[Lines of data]
--*--
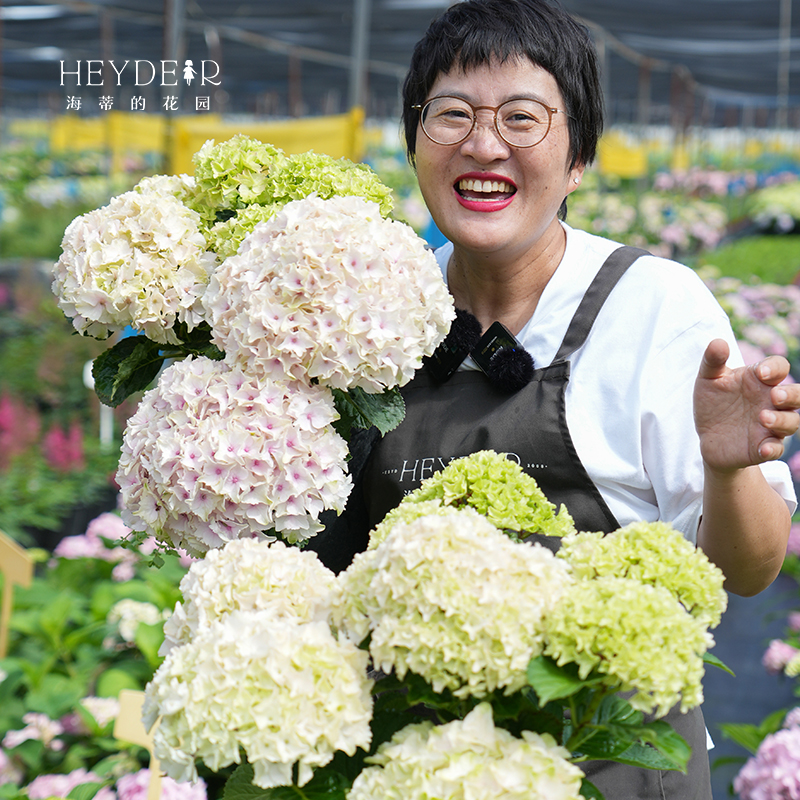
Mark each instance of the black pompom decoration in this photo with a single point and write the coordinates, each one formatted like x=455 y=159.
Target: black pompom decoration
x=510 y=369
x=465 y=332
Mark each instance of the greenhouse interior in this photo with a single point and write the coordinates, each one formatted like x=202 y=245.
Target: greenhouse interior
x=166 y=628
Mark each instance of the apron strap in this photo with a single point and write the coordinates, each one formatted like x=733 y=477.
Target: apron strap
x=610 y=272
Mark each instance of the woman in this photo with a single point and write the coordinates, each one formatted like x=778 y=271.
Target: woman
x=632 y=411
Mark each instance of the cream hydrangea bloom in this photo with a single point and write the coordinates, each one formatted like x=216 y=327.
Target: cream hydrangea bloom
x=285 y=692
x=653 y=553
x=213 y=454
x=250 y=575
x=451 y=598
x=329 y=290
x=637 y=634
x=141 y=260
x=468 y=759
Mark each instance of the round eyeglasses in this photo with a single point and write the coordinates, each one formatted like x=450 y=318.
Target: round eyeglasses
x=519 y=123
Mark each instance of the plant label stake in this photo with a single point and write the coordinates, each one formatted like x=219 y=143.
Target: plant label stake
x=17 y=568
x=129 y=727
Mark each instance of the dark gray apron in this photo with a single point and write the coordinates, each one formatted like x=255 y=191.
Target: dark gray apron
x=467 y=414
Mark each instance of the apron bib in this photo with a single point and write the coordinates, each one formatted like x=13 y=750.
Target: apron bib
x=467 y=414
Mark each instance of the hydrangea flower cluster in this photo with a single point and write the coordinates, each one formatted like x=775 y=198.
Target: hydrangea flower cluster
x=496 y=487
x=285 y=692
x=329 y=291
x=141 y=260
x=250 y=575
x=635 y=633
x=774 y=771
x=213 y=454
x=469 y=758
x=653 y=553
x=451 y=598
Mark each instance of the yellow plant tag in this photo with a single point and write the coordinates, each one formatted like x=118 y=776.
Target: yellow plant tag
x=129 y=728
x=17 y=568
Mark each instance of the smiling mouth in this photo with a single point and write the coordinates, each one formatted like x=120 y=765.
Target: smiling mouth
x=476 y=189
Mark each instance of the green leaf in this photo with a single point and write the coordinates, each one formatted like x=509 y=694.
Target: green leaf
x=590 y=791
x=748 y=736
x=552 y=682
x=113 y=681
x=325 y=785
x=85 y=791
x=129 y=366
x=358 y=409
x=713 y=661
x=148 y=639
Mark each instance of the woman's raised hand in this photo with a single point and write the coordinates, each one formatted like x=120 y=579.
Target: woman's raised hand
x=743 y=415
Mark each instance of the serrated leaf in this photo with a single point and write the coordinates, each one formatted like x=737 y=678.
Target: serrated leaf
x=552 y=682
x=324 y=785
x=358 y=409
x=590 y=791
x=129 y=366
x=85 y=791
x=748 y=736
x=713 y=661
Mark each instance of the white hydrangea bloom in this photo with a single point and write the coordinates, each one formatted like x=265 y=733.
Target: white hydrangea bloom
--*--
### WHAT TO DO
Transcribe the entries above verbatim, omitting their pictures.

### ANSWER TO THIS TASK
Mark each instance of the black pompom decoration in this photo with a single point and write the coordinates, each one formatted like x=455 y=159.
Target: black pompom decoration
x=510 y=369
x=465 y=332
Mark each instance of the greenhouse interior in this photo with a single point and write the coordinates, each one formatted like x=202 y=245.
Target: greenhouse interior
x=166 y=628
Mark each instance of the apron strap in this photo with a single point and write the coordinates, each one formatted like x=733 y=477.
Target: apron strap
x=610 y=272
Mark each instance of the woman in this photo with a single point and write the coordinates, each one formatted like x=778 y=271.
Target: woman
x=632 y=411
Mark each instance of the cream hydrangea bloom in this photo with a single point and write the coordinates, each one formatted like x=216 y=327.
Target: cream hydrangea bloom
x=285 y=692
x=653 y=553
x=213 y=454
x=250 y=575
x=451 y=598
x=329 y=290
x=637 y=634
x=141 y=260
x=468 y=759
Mark each instance of the round eyeglasses in this photo with a single point and write the coordinates, each one formatted like x=450 y=318.
Target: round eyeglasses
x=519 y=123
Mark each instance of the plant label stake in this photo with a single point and write the coordinates, each one formatted like x=219 y=143.
Target: plant label stake
x=17 y=568
x=129 y=727
Mark each instance of the dark gray apron in this photo with a single point and write the coordinates, each one formatted like x=255 y=191.
Target: dark gray apron
x=467 y=414
Mark each instance of the apron bib in this photo with a single point and write the coordinates, each one formatted like x=13 y=750.
Target: apron bib
x=467 y=414
Mark each instance of the hydrangea flower cluster in this photo with a single point and write the coordinates, each one formatted like x=775 y=198.
Target: hydrangea flower cluster
x=496 y=487
x=285 y=692
x=329 y=291
x=141 y=260
x=250 y=575
x=635 y=633
x=774 y=771
x=213 y=454
x=469 y=758
x=653 y=553
x=451 y=598
Mark each instance of the yellow plant tag in this photo with a single point and write the coordinates, each one formatted like x=118 y=776.
Target: yellow plant tag
x=129 y=728
x=17 y=568
Mark each instance of the smiling mouth in this photo with a single point and write the coordinates, each one formatted like x=120 y=765.
Target: smiling mouth
x=476 y=189
Mark each instance of the green leaf in this photo with a single point and write the coordinates, each one formatted like x=509 y=694.
Target: green leaf
x=590 y=791
x=748 y=736
x=552 y=682
x=113 y=681
x=325 y=785
x=85 y=791
x=129 y=366
x=358 y=409
x=713 y=661
x=148 y=639
Mark each instance of the woman's raised hand in this photo with a single point and write the coordinates, each one formatted like x=120 y=579.
Target: woman's raised hand
x=743 y=415
Mark each instance of the serrated leaf in this photo with a single point and write the coordinates, each one formatted like x=737 y=678.
Target: serrated leaf
x=552 y=682
x=324 y=785
x=358 y=409
x=590 y=791
x=129 y=366
x=85 y=791
x=748 y=736
x=713 y=661
Mark each instance of the white hydrangea bloom in this photo with a single point and write the coordinates, each one formatted like x=265 y=733.
Target: white hydrangea bloom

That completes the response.